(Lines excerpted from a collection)

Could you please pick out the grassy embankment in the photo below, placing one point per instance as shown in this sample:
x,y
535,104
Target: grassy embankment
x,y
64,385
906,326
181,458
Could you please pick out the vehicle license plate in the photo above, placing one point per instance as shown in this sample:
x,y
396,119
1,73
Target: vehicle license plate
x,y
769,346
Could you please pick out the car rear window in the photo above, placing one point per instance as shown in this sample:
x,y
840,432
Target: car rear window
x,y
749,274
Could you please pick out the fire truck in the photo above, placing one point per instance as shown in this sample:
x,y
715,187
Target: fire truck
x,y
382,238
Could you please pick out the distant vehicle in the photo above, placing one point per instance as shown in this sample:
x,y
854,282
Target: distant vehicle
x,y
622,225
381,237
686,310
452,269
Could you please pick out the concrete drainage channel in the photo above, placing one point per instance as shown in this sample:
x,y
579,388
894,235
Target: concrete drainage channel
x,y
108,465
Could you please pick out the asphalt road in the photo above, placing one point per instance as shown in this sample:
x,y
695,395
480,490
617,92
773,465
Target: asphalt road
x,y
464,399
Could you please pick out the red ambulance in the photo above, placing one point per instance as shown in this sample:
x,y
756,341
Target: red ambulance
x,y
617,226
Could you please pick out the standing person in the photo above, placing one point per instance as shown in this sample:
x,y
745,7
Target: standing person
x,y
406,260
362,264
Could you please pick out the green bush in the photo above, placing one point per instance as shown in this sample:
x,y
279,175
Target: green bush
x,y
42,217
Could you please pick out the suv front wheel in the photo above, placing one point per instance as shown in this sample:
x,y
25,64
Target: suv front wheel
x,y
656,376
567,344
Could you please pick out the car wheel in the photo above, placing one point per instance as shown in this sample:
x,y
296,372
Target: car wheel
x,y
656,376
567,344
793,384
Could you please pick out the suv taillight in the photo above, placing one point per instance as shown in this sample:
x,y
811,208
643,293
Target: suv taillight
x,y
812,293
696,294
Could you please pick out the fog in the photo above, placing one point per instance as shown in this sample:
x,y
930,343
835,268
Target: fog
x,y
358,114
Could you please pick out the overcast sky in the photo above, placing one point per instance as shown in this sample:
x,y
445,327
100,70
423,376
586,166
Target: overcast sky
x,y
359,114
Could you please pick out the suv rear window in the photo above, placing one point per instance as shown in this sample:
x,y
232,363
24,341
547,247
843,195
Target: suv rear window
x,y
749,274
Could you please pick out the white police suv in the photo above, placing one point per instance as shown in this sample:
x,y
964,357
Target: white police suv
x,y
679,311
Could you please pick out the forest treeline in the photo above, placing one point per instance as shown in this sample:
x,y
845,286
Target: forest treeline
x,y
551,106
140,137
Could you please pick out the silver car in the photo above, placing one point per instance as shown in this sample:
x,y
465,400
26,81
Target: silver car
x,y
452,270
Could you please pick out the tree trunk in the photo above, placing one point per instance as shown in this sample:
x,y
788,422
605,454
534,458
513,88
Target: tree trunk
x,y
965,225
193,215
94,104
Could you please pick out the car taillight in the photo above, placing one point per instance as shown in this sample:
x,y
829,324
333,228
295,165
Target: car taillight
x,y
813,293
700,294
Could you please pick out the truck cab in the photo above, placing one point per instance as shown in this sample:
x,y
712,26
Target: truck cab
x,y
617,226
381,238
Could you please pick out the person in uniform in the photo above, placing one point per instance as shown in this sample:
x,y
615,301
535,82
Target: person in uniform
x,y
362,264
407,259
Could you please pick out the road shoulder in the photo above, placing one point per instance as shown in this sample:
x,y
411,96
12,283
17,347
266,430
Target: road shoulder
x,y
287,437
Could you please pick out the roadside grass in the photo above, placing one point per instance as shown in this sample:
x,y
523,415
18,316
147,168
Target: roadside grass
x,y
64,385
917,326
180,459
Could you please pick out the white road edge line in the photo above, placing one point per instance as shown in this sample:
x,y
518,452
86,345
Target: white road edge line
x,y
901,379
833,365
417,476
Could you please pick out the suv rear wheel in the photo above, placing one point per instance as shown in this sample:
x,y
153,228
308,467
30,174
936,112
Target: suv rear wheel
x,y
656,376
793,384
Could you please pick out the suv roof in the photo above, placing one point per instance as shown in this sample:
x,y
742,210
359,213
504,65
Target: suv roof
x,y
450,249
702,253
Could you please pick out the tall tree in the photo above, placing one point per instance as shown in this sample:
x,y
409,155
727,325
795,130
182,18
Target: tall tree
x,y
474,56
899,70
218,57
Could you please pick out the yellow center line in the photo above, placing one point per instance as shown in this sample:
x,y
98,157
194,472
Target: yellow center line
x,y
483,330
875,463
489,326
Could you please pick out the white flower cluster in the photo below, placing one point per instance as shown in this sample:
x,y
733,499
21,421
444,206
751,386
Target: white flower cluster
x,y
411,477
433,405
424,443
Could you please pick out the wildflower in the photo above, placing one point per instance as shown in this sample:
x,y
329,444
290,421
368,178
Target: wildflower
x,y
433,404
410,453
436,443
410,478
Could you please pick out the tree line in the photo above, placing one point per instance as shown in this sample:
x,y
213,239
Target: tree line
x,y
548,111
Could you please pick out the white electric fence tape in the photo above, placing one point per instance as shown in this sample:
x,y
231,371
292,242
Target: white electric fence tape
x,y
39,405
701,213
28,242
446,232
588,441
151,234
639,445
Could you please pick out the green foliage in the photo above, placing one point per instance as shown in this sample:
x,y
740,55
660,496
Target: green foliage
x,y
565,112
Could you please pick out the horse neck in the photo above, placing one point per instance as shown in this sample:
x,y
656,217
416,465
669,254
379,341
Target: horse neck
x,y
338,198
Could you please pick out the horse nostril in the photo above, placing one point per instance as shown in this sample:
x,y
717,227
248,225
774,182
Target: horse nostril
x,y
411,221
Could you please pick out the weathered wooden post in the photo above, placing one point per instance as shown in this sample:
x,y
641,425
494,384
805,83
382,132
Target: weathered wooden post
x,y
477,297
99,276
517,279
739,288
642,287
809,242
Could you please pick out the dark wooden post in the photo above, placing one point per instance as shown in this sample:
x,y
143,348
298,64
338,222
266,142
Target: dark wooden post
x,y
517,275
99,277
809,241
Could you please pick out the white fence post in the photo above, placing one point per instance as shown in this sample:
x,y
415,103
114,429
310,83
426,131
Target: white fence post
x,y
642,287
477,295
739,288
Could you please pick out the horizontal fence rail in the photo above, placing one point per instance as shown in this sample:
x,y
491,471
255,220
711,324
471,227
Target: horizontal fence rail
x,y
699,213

Required task:
Replace "placing one point per instance" with "marking one point per instance" throughout the lines above, and keep everything else unchanged.

Answer for this exercise:
Could you please pick out the grassy embankment in the photo below, marking one point per instance as shown in this sample:
x,y
535,104
Target: grassy embankment
x,y
64,385
906,326
181,458
Could you please pick out the vehicle license plate in the photo above, marking one point per instance as shown in this sample:
x,y
396,119
1,73
Target: vehicle license plate
x,y
769,346
Could you please pick out the car rear window in the photo above, marking one point per instance as shown in this sample:
x,y
840,432
Target: car rear window
x,y
749,274
Could you please pick out the fire truck in the photo above, marking one point per instance as shown in this sample:
x,y
715,187
Target: fire truck
x,y
382,238
Could you please pick out the distant vehicle in the photo above, marking one point per instance as shown in this sample:
x,y
854,282
Target: distant vehicle
x,y
622,225
381,237
686,310
452,269
Could you please pick out the concrete drainage channel in the photo above, marking one point per instance as shown in this sample:
x,y
579,388
894,235
Target: concrete drainage channel
x,y
108,465
Could you please pick out the asphalt road in the photo above, marking one point per instance as shown in this sample:
x,y
695,395
480,490
617,92
773,465
Target: asphalt road
x,y
464,399
Could you please pick out the red ambulance in the photo above, marking one point per instance as shown in this sample:
x,y
756,341
Target: red ambulance
x,y
617,226
Could you please pick out the standing person in the photo above, marking one point per instance as shown in this sample:
x,y
745,7
Target: standing person
x,y
406,260
362,264
Could you please pick out the green bush in the photo above, marking one point per instance as shown in this sample:
x,y
279,175
Target: green bush
x,y
42,217
Could you please pick out the suv front wheel in the photo above, marking one point per instance as shown in this sample:
x,y
25,64
Target: suv front wheel
x,y
656,376
567,344
Could you please pick out the car wheel in the photo above, marking one point per instance as shown in this sample:
x,y
296,372
Target: car wheel
x,y
656,376
567,344
793,384
Could you please pick out the suv taillight in the photo above, marking one point per instance as shown in this sample:
x,y
811,208
643,293
Target: suv taillight
x,y
812,293
696,294
Could you please pick out the fog in the photo above, marking one point per instance as shown in this sample:
x,y
930,343
835,268
Target: fog
x,y
358,114
Could you please pick out the overcast sky in the photo above, marking one point per instance as shown in this sample:
x,y
445,327
100,70
423,376
586,166
Target: overcast sky
x,y
359,114
Could you please pick out the suv rear window in the photo above, marking one point per instance as shown in this sample:
x,y
232,363
24,341
547,247
843,195
Target: suv rear window
x,y
749,274
Could you please pick out the white police suv in the photo above, marking one point per instance as shown in this sample:
x,y
964,357
Target: white police suv
x,y
679,311
Could you please pick out the forest treeline in the photo above, marking one point per instance as shown in this sample:
x,y
845,286
Target: forest treeline
x,y
551,106
140,137
Could you please pick out the silver car in the photo above, marking one point per instance as shown in this sample:
x,y
465,400
26,81
Target: silver car
x,y
452,270
Could you please pick out the tree trunk in the photo above, marking one point per instance as shown in this sample:
x,y
788,422
605,454
534,458
513,88
Target: tree trunk
x,y
965,225
193,215
94,104
Could you please pick out the car taillight in the photo above, marking one point per instance as shown in this sample:
x,y
829,324
333,228
295,165
Target: car taillight
x,y
813,293
700,294
Could you please pick out the truck cab in the photo above, marking one point per instance as shown in this sample:
x,y
712,26
Target: truck cab
x,y
617,226
381,238
Could you please pick out the person in uniform in the photo above, marking one point per instance as shown in this sample:
x,y
615,301
535,82
Target: person in uniform
x,y
362,264
407,259
Could you please pick out the road shoulder in the photo above, marking one point per instance as shown in this sample:
x,y
411,96
12,283
17,347
266,430
Target: road shoulder
x,y
287,437
Could you please pick out the roadside grass in the photo above, marking one point per instance as shown in this sample:
x,y
523,415
18,316
147,168
Target: roadside grass
x,y
64,385
917,326
180,459
Could you please pick out the white road edge line in the photo above, marking one point per instance as shown in this sample:
x,y
518,452
86,345
Target: white road edge line
x,y
901,379
833,365
417,476
Could you please pick out the suv rear wheel in the photo above, marking one point per instance as shown in this sample:
x,y
153,228
308,467
30,174
936,112
Target: suv rear wheel
x,y
656,376
793,384
Could you please pick out the suv roof in the photo above, marking one point per instance as shown in this sample:
x,y
742,210
359,213
504,65
Target: suv roof
x,y
450,249
702,253
Could you please pick out the tall tree in the photo above, marking one point per instance as shown in this sample:
x,y
409,155
727,325
795,130
182,18
Target: tall tree
x,y
474,56
899,70
218,57
Could you please pick out the yellow center line in the photo above, marking one point per instance as shown in this sample:
x,y
98,157
194,472
Target: yellow center line
x,y
483,330
875,463
489,326
Could you please pick out the white flower cluster in the photo below, marking one point per instance as shown in this sample:
x,y
733,499
21,421
444,206
751,386
Target: white flower cluster
x,y
411,477
433,405
424,443
Could you please pick out the wildflower in the photo above, marking one point per instance as shown in this sample:
x,y
329,444
290,421
368,178
Target: wildflower
x,y
433,404
410,453
436,443
410,478
Could you please pick out the tree line in the photo above, marking one point per instance as shown in this sample:
x,y
213,239
Target: tree line
x,y
548,111
Could you please pick out the white electric fence tape in the photo above, marking one point per instance as shown in this sample:
x,y
231,371
292,242
Target: white electric fence tape
x,y
39,405
701,213
28,242
446,232
588,441
151,234
639,445
Could you please pick out the green foliage in the photo above, marking one point per instance as shown in this sample:
x,y
740,55
660,496
Target: green foliage
x,y
565,112
Could you please pick out the horse neck in the photo above, marking one point per instance as shown in this sample:
x,y
656,217
416,465
669,254
379,341
Target: horse neck
x,y
338,198
Could you please pick out the horse nostril in the photo above, marking one point per instance as shown in this sample:
x,y
717,227
248,225
774,182
Target: horse nostril
x,y
411,221
Could you please pick out the weathered wooden post in the photo above, marking one point per instance as shown in this sample:
x,y
641,425
494,384
805,83
382,132
Target: weathered wooden post
x,y
477,297
99,276
517,279
739,288
642,287
809,242
Could you please pick out the dark wooden post in the photo above, marking one point per instance as shown in this sample:
x,y
143,348
298,64
338,222
266,142
Target: dark wooden post
x,y
517,275
99,277
809,241
Could you please pick out the white fence post in the photo above, marking one point per instance as shown in this sample:
x,y
415,103
114,429
310,83
426,131
Target: white fence post
x,y
642,287
477,295
739,288
Could you please pick out the horizontal fence rail in the photo above, marking one point per instance as shown in this sample:
x,y
491,471
255,220
711,324
471,227
Target: horizontal fence rail
x,y
699,213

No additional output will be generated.